* [Description of the task]: Return each entry word for word and skip its pictures.
(Input data begins)
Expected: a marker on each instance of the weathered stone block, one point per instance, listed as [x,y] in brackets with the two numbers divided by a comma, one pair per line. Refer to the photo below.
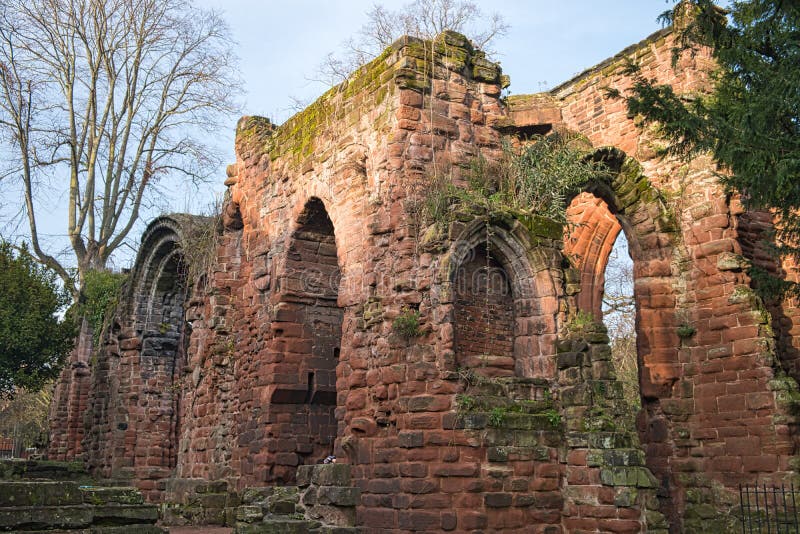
[111,495]
[45,518]
[331,475]
[40,493]
[339,496]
(Input data ends)
* [Exercise answer]:
Expected: a marker on each instance of the weathered stone block, one point per instance, listed as [x,y] in brackets with the two numbers divided by a comma, one pair per line. Refer to the photo below.
[111,495]
[45,518]
[331,475]
[40,493]
[339,496]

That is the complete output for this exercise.